(TASK DESCRIPTION): For this exercise, retype every record below exactly and keep the pictures out.

(RECORD EXCERPTS):
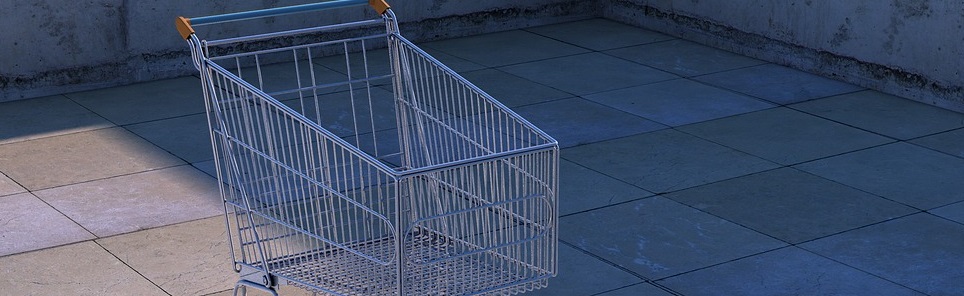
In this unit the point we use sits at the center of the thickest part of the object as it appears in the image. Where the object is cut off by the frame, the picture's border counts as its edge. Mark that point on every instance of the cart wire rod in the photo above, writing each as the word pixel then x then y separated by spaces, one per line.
pixel 281 49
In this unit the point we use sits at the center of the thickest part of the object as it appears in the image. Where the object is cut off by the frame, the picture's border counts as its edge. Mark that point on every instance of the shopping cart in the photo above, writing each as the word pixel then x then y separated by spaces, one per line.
pixel 351 162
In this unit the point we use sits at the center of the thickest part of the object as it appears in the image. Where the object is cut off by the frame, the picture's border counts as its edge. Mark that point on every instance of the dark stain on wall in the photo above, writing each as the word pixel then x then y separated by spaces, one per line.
pixel 843 33
pixel 819 62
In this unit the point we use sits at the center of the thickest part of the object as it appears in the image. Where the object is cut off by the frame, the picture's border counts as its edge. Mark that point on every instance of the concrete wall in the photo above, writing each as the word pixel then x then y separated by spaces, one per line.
pixel 912 48
pixel 57 46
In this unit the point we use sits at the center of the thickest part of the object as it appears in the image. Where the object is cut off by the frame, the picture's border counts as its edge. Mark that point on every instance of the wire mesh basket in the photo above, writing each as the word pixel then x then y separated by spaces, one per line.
pixel 354 163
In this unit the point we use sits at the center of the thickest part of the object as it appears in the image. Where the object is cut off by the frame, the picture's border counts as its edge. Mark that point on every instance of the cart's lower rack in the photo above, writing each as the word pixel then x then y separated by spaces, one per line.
pixel 343 273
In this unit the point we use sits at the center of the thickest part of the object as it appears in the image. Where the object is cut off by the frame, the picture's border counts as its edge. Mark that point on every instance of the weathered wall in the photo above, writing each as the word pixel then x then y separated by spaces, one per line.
pixel 56 46
pixel 912 48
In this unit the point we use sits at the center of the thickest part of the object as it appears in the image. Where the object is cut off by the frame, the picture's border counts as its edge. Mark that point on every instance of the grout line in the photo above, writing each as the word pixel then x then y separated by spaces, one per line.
pixel 858 269
pixel 131 267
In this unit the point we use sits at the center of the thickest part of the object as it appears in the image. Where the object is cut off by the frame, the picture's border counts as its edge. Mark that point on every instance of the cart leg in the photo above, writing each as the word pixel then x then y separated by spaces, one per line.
pixel 242 286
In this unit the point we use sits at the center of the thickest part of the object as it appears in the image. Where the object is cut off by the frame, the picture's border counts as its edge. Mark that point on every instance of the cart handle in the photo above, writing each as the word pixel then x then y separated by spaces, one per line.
pixel 183 24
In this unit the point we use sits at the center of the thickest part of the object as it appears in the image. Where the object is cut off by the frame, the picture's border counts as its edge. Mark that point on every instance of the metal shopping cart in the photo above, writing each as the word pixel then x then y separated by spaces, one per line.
pixel 351 162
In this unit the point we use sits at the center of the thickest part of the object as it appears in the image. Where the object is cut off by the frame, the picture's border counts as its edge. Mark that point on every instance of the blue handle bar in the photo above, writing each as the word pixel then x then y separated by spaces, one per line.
pixel 236 16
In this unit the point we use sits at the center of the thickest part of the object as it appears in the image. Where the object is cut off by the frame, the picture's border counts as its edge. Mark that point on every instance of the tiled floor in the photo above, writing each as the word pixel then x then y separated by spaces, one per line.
pixel 686 170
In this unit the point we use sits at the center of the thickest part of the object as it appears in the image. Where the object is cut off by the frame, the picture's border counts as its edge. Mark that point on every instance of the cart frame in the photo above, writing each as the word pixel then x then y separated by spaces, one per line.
pixel 466 206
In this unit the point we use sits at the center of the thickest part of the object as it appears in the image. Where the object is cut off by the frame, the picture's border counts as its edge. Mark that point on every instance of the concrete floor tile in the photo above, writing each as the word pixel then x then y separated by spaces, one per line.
pixel 588 73
pixel 583 189
pixel 186 137
pixel 666 160
pixel 599 34
pixel 953 211
pixel 951 142
pixel 183 259
pixel 684 58
pixel 139 201
pixel 885 114
pixel 638 290
pixel 790 205
pixel 457 64
pixel 79 157
pixel 45 117
pixel 582 274
pixel 512 90
pixel 657 238
pixel 27 223
pixel 905 173
pixel 785 136
pixel 8 187
pixel 144 101
pixel 778 84
pixel 921 251
pixel 678 102
pixel 576 121
pixel 787 271
pixel 207 167
pixel 77 269
pixel 504 48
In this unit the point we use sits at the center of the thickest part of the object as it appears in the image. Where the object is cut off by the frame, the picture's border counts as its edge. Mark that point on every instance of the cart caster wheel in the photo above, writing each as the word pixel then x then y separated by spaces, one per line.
pixel 242 287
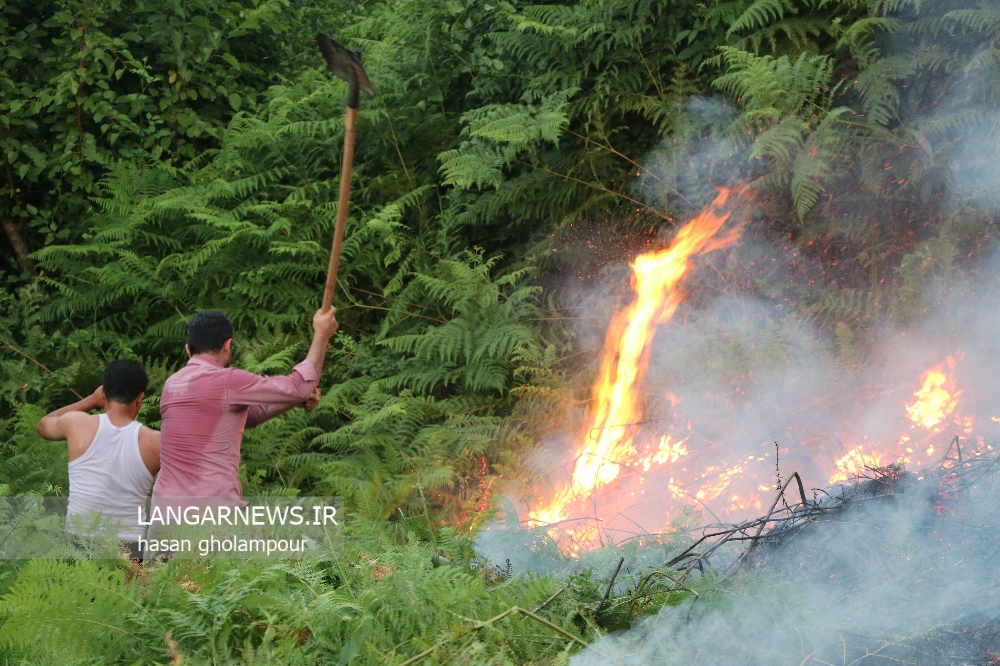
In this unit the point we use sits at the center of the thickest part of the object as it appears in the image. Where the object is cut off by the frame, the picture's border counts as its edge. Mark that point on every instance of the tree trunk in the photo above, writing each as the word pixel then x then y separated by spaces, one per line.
pixel 13 230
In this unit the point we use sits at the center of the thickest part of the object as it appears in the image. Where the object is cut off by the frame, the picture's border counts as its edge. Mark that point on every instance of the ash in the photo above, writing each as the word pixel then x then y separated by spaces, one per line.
pixel 893 568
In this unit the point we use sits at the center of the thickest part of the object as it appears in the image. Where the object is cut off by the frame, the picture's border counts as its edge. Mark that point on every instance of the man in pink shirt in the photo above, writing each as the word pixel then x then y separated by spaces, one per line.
pixel 206 406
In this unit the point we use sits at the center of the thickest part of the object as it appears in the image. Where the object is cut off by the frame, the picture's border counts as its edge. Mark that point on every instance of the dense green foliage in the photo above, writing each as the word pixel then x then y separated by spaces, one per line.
pixel 163 158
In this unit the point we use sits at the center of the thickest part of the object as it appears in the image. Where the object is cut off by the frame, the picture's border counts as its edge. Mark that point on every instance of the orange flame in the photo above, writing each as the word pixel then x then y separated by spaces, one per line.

(ANSWER TO THIS PROBLEM):
In this unit the point we use sits at the center of the thickest part of the object as it appears in the image. Where the object is cut off by the frame, the picture's border counts as its edge. Mark that point on every instance of the cart wire rod in the photo above, writing each as the word pixel then x then y separated by spaces, one per line.
pixel 281 49
In this unit the point we use sits at the center of the thickest part of the object as it appears in the image. Where the object is cut off by the frame, the picture's border counts as its edge. Mark that point on every instance of the shopping cart in the photo above, writing each as the word pixel then x then y separated by spaces, one per line.
pixel 351 162
In this unit the point we use sits at the center of the thickest part of the object as it appears in the image. Where the object is cut off by the frame, the picture's border counts as its edge. Mark that point on every instance of the dark stain on wall in the photo above, writing each as the word pixel then x then y separated by spaces, one per line.
pixel 843 33
pixel 819 62
In this unit the point we use sits at the center of the thickest part of the object as it appears in the image. Where the object is cut off by the frame, the picture's border counts as its edge. Mark that point on every instance of the concrete wall in the photo above, writing each as the word pixel then x then y separated by spaces, one per line.
pixel 912 48
pixel 57 46
In this unit the point we use sits at the center of the thickest part of the object as it appears in the image. Where the object is cut off by the frame, the picture's border counts as its edge. Mark that point on every instance of the wire mesh basket in the photo above, writing each as the word pixel then x then y separated by spaces, one per line.
pixel 354 163
In this unit the point we use sits at the center of the thickest part of the object as it appears in the image. Where the object is cut off by the frame, the picture's border counts as its edge. Mark that point on every instance of the cart's lower rack in the photo above, writing each as the word pixel then x then y separated by spaces, one per line.
pixel 343 273
In this unit the point we use sits at the center of the thickest part of the object as it appears in the image. Where the object is cut off by the frame, the picture's border counts as its edge. Mark that point on every instance of the weathered wall in the photo above, writing each as the word pixel then x then y separated by spaces, one per line.
pixel 56 46
pixel 912 48
In this unit the point we use sits at the center of the thickest part of the object as it appears in the image. Where the object is cut off by the frame, the picture's border counts as its edge. Mark that point on every instance of the grout line in the photo above, writing each as the word pixel then x then y separated by spaces, one per line.
pixel 858 269
pixel 131 267
In this unit the point we use sits at the center of the thickest part of the object as it appears in the image. Where the object is cut off by the frame, the picture's border counts as its edge. Mark that point on every instance of the cart leg in the photo above, writing each as the word pixel then x then y separated by spaces, one per line.
pixel 242 286
In this unit the point we use sits at the center of the thickest part of the object as it appears in the image. Where the object is cut off by the frame, the picture's border counts as its edge. Mark that point on every instance of the cart handle in the photo above, writing each as the word pixel then x then y separated by spaces, one per line.
pixel 183 24
In this unit the point we use sits at the center of the thickest part of the object as it appears in the image. Where the object is cut off by the frame, the picture's border counts as its edge. Mark that point on every instance of the metal shopping cart in the photo above, writing each as the word pixel then x then y separated by spaces, one per line.
pixel 351 162
In this unit the point we use sits at the center of the thickest part of the object as it appears in the image. Where the object is cut off by the frame, the picture's border counts as its edge. Mark that point on every instance of the blue handle bar in the photo above, writing each as the word pixel then x then y separated by spaces, one per line.
pixel 236 16
In this unit the point we use sits at the center of the thickest part of the object as it appears in the image. Where the object is cut off by the frame, the picture's border counts as its edge. Mark that point on every instance of the tiled floor in the photo above, writing each as the word pixel then x then y separated by spaces, one per line.
pixel 686 170
In this unit the point we use sits at the center of the thickest part of the object as it appears in the image. Where the object is cut off by the frame, the picture's border counts as its edge. Mark that point on every instance of the cart frame in the photo above, writing each as the word pixel then x then y separated by spaces, one per line.
pixel 466 206
In this unit the point we use sits at the center of the thickest part of the object as it appears in the image. Where the object is cut off by the frame, the picture's border counts as its edge. Mark that point on every instance of the concrete floor tile in the photo above, writing each as the word pixel then x then y separated by spaces, one per line.
pixel 588 73
pixel 583 189
pixel 186 137
pixel 666 160
pixel 599 34
pixel 953 211
pixel 951 142
pixel 183 259
pixel 684 58
pixel 139 201
pixel 885 114
pixel 638 290
pixel 790 205
pixel 457 64
pixel 79 157
pixel 45 117
pixel 582 274
pixel 512 90
pixel 657 238
pixel 27 223
pixel 905 173
pixel 785 136
pixel 8 187
pixel 144 101
pixel 778 84
pixel 921 251
pixel 678 102
pixel 576 121
pixel 787 271
pixel 207 167
pixel 77 269
pixel 504 48
In this unit the point we use sits at the center of the thickest part of the object as it appears in the image. Where the object is cut off by the frame, the picture's border counts as its edge. Mark that point on every instance of the cart caster wheel in the photo above, writing each as the word pixel then x then y separated by spaces, one per line.
pixel 242 287
In this unit the point we use sits at the center of the thickest part of the object as it appears in the image. Where the object is cut off by the frame, the picture's border counts as its edge. Mark that point on every instance of the tree trunk in the photo above, writing each as the word pixel then x then y separated by spaces, one per line.
pixel 13 230
In this unit the point we use sits at the center of the thickest part of the object as it appears in the image. Where the object is cut off by the frame, the picture's border counts as its edge. Mark that point on every instance of the ash in the photo above, writing each as the word pixel then x then y separated by spaces, one per line.
pixel 893 568
In this unit the point we use sits at the center of the thickest part of the object as it appears in the image. Where the object is cut off by the frame, the picture's border counts as its edge. Mark that point on every instance of the man in pink shirt in the photo above, writing each as the word pixel then x then y separated by spaces, one per line.
pixel 206 406
In this unit the point we use sits at the center of the thickest part of the object as it appears in the image. Where the object is cut off by the frame, the picture's border counts as its edge. Mark that point on every instance of the dense green foliage in the photo above, writing each as the word pixel then x then y separated by spaces, one per line.
pixel 163 158
In this unit the point we use sits at the center of the thickest part of the object as it appears in the image. Where the object is cut off by the frame, the picture's border counts as its edge. Mark that point on every instance of the orange flame in the photo above, writing each as the word pixel then x then y separated by spaces, one per line.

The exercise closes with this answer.